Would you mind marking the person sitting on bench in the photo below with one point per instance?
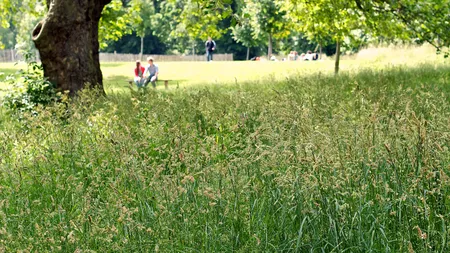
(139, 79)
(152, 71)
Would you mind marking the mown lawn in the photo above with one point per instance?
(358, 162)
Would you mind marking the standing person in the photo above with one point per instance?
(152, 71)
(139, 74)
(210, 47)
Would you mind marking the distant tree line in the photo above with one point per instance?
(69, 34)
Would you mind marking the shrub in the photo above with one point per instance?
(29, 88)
--
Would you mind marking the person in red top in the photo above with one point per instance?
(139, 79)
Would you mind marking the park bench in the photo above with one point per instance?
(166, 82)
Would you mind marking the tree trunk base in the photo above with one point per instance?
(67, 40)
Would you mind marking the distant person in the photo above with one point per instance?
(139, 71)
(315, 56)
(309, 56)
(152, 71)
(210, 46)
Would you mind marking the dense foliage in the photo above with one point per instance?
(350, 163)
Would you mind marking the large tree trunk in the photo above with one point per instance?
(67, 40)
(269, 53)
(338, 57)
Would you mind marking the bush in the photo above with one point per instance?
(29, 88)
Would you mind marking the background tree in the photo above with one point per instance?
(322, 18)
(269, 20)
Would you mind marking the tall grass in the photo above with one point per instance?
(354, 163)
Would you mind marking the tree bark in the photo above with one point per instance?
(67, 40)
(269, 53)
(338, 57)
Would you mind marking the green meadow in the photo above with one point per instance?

What to work on >>
Please copy out, word for word, the lines from the one containing "Would you mind marking the background" up to and including the one containing "Would you mind marking the green", and nothing else.

Correct answer >>
Would you mind marking the background tree in the photo above with one point per instance?
(322, 18)
(269, 20)
Would you mind marking the tall grass in the photo above with one point per instance?
(354, 163)
Would you mind marking the tree bark in the photo above with one point per instance?
(67, 40)
(269, 53)
(338, 57)
Would you mind marking the green meadow in the photo above with one point per instance?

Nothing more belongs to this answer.